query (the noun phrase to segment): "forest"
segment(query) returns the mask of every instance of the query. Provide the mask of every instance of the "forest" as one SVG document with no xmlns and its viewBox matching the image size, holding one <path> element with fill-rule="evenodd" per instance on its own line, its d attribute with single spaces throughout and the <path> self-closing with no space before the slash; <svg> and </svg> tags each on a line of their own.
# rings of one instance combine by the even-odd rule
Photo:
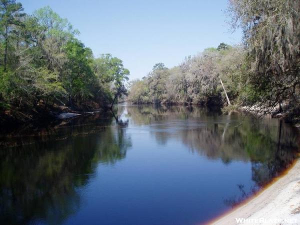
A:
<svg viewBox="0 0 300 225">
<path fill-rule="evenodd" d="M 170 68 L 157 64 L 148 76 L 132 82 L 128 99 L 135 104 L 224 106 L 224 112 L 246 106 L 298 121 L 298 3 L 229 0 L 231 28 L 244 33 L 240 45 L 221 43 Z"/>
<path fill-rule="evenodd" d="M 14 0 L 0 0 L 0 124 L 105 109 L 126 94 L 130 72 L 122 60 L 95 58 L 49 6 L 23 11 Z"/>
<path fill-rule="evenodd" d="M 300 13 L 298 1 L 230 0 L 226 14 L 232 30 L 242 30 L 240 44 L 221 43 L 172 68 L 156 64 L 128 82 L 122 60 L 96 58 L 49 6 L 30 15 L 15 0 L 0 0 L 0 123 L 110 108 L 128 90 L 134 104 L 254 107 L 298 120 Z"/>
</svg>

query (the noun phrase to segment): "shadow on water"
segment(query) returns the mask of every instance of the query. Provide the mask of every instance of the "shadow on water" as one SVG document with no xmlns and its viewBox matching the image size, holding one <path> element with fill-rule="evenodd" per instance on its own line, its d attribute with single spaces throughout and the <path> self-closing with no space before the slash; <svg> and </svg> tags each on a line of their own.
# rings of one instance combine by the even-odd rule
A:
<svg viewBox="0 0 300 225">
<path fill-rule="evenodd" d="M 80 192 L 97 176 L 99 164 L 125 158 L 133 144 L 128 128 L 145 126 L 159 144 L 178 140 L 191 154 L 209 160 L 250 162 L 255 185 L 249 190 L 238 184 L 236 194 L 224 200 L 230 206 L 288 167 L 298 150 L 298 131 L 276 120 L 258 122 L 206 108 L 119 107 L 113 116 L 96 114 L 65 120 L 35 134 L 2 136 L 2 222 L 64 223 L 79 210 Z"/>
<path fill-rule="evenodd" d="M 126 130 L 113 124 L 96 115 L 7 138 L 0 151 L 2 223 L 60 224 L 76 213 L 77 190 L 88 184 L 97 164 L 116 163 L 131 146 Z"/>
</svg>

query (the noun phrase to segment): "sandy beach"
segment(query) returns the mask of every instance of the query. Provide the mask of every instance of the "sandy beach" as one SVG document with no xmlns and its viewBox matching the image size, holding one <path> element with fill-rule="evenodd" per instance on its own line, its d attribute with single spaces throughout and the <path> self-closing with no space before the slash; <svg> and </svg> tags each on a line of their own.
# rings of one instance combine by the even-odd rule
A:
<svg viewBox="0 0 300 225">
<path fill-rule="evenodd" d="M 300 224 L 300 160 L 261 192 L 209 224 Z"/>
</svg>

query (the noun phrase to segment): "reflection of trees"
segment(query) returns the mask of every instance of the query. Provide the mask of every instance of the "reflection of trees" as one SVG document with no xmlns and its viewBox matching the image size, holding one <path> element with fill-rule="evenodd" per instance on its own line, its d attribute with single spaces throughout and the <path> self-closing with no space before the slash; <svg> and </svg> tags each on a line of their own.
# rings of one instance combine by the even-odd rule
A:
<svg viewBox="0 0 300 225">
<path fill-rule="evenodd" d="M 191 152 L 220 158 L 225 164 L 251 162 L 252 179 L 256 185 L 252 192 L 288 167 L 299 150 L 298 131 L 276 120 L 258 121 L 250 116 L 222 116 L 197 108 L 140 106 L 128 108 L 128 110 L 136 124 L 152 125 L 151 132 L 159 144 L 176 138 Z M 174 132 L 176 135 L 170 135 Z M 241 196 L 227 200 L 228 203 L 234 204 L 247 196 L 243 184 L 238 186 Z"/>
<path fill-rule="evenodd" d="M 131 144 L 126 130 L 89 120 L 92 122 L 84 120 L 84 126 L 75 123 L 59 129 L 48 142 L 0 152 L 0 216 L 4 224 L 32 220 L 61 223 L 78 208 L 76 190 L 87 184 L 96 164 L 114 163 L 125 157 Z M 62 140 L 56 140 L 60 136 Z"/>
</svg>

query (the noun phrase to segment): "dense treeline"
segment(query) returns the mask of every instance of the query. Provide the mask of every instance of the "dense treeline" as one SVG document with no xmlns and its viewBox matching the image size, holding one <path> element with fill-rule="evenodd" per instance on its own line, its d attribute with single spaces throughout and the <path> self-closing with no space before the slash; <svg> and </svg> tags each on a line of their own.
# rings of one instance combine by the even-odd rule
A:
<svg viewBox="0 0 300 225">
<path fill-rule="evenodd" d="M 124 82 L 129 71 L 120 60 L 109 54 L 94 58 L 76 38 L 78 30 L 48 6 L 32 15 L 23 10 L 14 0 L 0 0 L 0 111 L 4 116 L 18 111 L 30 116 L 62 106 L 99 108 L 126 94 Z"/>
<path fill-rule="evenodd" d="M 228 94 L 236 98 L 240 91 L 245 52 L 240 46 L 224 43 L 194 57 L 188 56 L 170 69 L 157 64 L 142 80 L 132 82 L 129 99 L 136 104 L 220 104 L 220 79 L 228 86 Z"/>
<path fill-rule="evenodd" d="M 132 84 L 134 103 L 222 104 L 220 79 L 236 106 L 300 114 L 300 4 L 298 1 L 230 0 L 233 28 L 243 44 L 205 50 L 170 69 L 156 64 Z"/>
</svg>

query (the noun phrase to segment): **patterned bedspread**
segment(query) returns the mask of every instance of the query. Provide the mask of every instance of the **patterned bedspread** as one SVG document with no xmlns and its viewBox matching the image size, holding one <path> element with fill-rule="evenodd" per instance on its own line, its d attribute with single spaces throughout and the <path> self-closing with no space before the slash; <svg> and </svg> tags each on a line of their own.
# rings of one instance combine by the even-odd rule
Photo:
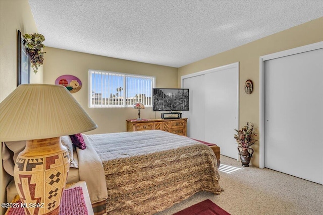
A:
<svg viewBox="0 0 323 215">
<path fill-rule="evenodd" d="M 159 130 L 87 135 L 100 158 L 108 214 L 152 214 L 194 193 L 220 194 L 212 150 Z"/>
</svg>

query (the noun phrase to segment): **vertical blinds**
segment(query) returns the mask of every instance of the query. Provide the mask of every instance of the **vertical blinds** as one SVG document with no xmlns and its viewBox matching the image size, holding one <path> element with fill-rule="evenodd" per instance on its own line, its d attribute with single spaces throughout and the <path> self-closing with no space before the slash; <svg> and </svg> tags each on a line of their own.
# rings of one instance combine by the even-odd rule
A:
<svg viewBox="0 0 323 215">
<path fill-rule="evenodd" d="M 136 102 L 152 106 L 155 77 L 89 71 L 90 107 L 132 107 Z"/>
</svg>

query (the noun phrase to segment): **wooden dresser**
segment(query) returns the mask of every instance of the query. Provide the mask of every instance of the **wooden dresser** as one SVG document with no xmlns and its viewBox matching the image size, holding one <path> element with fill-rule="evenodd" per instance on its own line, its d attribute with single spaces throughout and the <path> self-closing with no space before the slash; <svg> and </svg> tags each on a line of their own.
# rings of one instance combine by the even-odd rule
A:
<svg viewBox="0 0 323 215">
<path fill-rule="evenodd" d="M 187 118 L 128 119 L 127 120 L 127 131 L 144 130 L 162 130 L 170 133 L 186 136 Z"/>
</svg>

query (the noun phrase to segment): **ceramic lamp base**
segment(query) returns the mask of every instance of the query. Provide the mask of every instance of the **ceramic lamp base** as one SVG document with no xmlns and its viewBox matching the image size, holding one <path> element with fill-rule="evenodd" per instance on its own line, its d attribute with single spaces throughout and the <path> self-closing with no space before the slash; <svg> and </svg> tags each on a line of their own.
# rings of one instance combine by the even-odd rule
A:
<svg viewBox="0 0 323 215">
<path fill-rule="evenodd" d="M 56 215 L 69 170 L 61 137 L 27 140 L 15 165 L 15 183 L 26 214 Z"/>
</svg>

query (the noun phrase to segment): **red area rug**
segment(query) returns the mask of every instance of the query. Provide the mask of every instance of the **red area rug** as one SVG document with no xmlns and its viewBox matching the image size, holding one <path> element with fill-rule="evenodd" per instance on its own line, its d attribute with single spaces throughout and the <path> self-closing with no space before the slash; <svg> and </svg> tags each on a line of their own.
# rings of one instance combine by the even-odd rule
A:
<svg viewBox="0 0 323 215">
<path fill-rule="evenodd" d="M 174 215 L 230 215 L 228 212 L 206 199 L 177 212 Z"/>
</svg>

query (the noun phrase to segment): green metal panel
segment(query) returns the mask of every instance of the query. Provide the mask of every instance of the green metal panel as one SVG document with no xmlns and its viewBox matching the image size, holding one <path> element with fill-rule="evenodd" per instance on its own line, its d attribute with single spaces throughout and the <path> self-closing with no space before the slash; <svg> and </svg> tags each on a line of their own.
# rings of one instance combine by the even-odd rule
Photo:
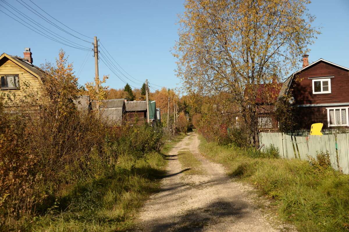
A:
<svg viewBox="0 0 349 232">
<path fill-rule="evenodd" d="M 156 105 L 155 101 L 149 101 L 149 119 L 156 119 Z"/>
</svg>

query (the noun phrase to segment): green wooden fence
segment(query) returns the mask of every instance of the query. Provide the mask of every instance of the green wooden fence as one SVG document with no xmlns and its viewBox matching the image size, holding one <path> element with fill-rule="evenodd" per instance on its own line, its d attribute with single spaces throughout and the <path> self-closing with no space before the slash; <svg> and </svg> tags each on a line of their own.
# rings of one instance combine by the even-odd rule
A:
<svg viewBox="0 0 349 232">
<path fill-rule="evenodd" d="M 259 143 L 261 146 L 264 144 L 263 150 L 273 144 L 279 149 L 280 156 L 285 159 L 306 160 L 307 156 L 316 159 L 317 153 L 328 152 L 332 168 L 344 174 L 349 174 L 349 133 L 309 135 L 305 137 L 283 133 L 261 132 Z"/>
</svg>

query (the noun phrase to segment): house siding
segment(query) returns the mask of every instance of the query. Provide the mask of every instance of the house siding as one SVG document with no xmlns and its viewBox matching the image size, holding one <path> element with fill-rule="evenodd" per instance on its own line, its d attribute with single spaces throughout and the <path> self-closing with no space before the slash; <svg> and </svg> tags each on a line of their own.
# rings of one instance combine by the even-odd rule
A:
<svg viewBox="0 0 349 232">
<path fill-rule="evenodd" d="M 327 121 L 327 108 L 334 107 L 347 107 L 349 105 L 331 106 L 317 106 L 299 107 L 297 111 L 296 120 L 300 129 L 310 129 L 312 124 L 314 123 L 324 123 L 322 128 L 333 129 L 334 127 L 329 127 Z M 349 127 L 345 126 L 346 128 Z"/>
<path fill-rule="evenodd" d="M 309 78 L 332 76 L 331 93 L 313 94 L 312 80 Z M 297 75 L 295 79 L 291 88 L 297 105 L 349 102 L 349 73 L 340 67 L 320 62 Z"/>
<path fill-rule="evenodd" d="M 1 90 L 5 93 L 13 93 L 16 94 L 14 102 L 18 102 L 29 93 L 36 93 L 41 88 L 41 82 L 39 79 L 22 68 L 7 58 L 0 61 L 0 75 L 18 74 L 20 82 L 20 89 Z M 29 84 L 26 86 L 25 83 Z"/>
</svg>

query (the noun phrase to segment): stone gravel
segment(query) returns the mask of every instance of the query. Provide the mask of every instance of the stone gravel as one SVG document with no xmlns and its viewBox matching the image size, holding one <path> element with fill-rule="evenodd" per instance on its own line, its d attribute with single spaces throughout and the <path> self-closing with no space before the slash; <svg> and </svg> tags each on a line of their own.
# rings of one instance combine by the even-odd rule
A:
• • •
TASK TO COMPLETE:
Pull out every line of the entries that contains the string "metal", matching case exactly.

EXERCISE SOLUTION:
query (the noun phrase to segment): green metal panel
segment(query) returns the mask of every instance of the query. Provide the mask of every instance of the green metal panel as one SVG document with no xmlns and its viewBox matching the image size, holding one <path> element with fill-rule="evenodd" per instance on its own line, its d attribute with single spaces throughout and the <path> self-closing with no space before the slash; <svg> and </svg> tags each on a line of their own.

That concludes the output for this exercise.